## SET TASKS
A. In the Python generators passage, what does calling a generator function return?
B. Reproduce the part of the Python generators passage between "Python Generators" and "everything into memory.", inclusive.

## SOURCE PASSAGE
____________________
Python Generators

Lazy iterators that produce values on demand - yield, yield from, generator pipelines, and infinite sequences without loading everything into memory.

Intermediate

Generator Basics

A generator function looks like a normal function but contains yield. Calling it returns a generator object - nothing executes until you iterate:

Python
def count_up(start, stop):
    n = start
    while n <= stop:
        yield n         # pause here, return n
        n += 1          # resume here on next next() call

gen = count_up(1, 3)    # creates generator object, runs nothing
print(next(gen))        # 1 - runs until first yield
print(next(gen))        # 2
print(next(gen))        # 3
print(next(gen))        # raises StopIteration

# for loops call next() automatically
for n in count_up(1, 5):
    print(n)            # 1 2 3 4 5
Output
1
2
3
StopIteration

Generators have state. Each generator object has its own position and local variables:

Python
def fibonacci():
    a, b = 0, 1
    while True:
        yield a
        a, b = b, a + b

fib = fibonacci()
____________________
## GIVEN INFORMATION
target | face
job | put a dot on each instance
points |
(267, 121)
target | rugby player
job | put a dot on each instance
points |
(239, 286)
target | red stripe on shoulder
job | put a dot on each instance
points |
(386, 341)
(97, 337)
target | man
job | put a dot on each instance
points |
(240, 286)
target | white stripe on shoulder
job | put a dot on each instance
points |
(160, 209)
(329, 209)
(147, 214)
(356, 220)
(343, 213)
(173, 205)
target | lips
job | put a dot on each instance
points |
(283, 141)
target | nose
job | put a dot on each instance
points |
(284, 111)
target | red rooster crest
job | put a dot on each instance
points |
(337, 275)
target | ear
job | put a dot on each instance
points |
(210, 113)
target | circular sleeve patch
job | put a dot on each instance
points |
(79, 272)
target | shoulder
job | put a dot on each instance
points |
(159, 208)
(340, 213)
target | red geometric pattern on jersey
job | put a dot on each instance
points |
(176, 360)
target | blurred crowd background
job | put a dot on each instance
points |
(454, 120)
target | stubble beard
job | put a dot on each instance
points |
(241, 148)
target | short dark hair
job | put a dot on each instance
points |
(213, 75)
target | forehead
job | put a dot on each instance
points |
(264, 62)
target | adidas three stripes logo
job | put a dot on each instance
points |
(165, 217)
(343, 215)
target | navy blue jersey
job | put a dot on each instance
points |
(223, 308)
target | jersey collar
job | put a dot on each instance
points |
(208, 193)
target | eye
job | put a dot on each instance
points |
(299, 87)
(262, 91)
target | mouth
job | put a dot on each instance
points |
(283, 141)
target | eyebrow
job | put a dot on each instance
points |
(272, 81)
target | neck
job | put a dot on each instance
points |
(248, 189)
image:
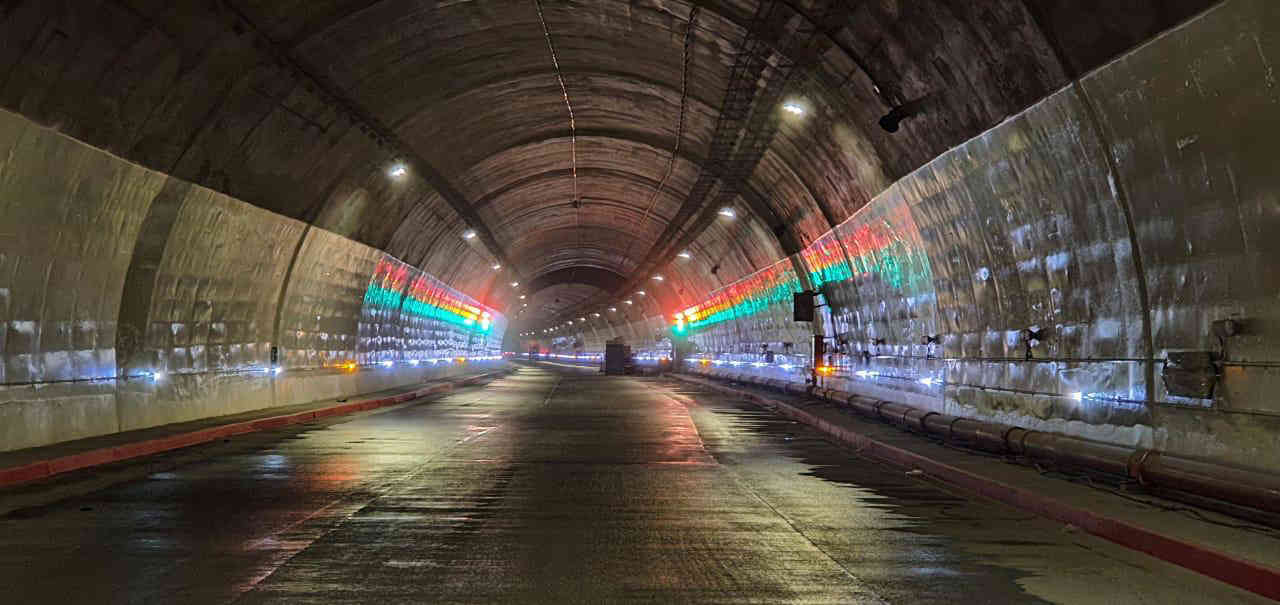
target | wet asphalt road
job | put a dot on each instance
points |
(552, 485)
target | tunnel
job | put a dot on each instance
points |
(1032, 230)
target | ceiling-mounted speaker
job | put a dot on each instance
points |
(803, 306)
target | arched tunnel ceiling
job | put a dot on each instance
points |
(301, 105)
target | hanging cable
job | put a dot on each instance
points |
(572, 124)
(680, 123)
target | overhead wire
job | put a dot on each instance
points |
(572, 123)
(686, 56)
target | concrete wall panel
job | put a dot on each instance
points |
(71, 215)
(1028, 227)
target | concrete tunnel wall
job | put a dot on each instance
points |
(109, 269)
(1123, 214)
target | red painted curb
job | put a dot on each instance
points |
(104, 455)
(1243, 573)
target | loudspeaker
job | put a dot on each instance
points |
(803, 305)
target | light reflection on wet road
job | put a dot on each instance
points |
(556, 485)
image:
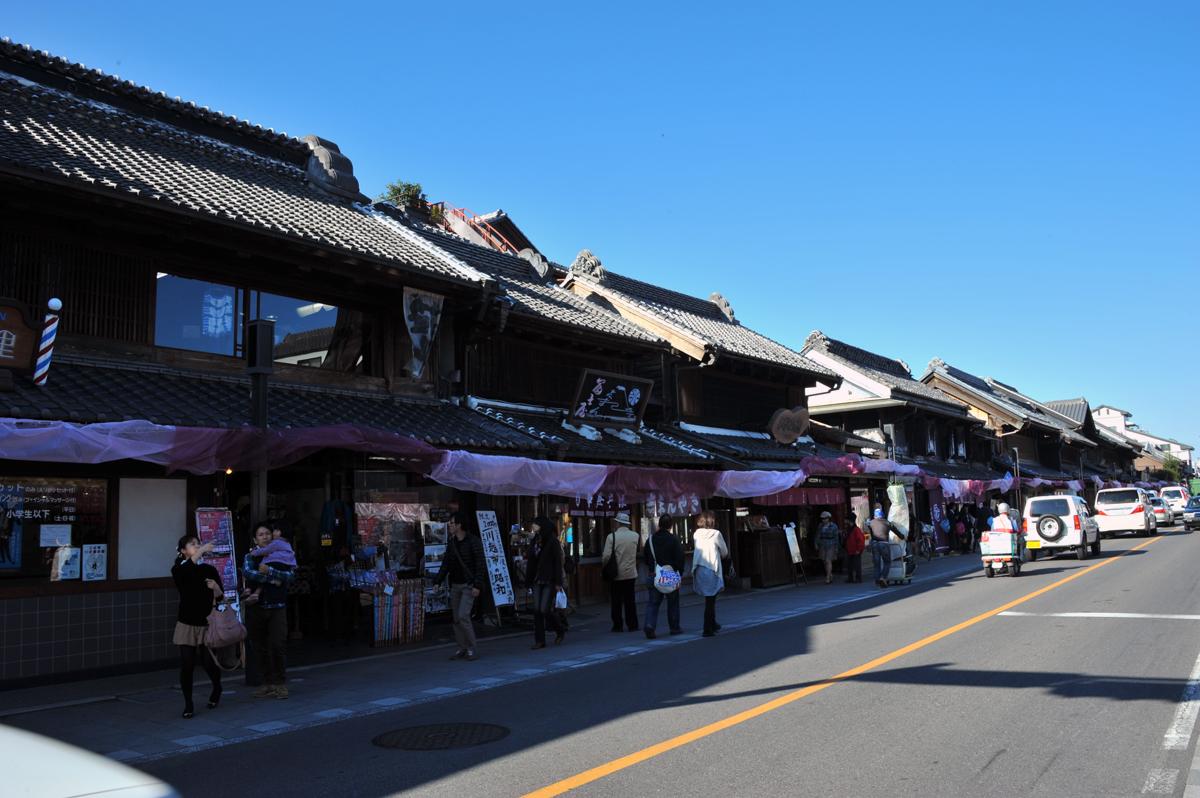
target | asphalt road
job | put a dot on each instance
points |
(942, 697)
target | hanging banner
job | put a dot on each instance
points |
(423, 312)
(215, 526)
(493, 552)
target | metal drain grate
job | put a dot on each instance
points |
(439, 737)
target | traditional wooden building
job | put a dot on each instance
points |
(165, 228)
(907, 420)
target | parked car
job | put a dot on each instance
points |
(48, 768)
(1176, 497)
(1192, 514)
(1164, 516)
(1125, 509)
(1053, 522)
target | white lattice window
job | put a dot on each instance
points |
(7, 345)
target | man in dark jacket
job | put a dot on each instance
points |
(466, 569)
(664, 550)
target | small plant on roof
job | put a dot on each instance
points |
(405, 195)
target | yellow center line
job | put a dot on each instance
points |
(629, 760)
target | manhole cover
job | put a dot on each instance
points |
(439, 737)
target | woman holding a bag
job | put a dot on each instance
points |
(199, 588)
(544, 577)
(663, 551)
(708, 568)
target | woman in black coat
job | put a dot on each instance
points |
(199, 588)
(544, 577)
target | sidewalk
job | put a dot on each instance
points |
(137, 718)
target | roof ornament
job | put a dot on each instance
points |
(331, 171)
(588, 265)
(537, 261)
(723, 305)
(815, 339)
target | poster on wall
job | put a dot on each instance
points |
(95, 562)
(493, 552)
(51, 511)
(215, 526)
(65, 565)
(604, 399)
(390, 533)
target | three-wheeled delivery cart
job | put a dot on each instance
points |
(1001, 552)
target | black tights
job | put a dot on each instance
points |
(187, 655)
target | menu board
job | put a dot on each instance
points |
(497, 563)
(215, 526)
(611, 400)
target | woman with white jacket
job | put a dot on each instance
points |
(707, 570)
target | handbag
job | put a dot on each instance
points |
(225, 628)
(610, 570)
(666, 579)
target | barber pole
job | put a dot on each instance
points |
(46, 349)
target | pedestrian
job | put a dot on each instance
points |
(664, 550)
(267, 619)
(856, 544)
(465, 568)
(199, 589)
(622, 545)
(828, 540)
(708, 567)
(544, 579)
(881, 546)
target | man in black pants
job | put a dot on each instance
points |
(267, 619)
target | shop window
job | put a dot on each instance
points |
(304, 329)
(197, 316)
(54, 529)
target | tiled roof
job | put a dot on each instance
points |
(157, 101)
(1009, 400)
(85, 390)
(533, 295)
(757, 450)
(1074, 409)
(547, 427)
(893, 373)
(139, 159)
(706, 321)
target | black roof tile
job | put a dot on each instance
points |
(85, 390)
(113, 150)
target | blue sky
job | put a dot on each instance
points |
(1012, 187)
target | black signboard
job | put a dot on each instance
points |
(611, 400)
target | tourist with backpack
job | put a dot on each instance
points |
(619, 569)
(664, 556)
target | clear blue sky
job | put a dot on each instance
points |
(1012, 186)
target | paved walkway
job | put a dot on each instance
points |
(137, 718)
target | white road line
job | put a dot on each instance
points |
(1147, 616)
(1159, 783)
(1179, 736)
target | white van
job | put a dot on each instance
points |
(1176, 497)
(1125, 509)
(1063, 521)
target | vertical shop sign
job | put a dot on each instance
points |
(215, 526)
(423, 311)
(493, 552)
____________________
## FINAL ANSWERS
A. A generator object.

B.
Python Generators

Lazy iterators that produce values on demand - yield, yield from, generator pipelines, and infinite sequences without loading everything into memory.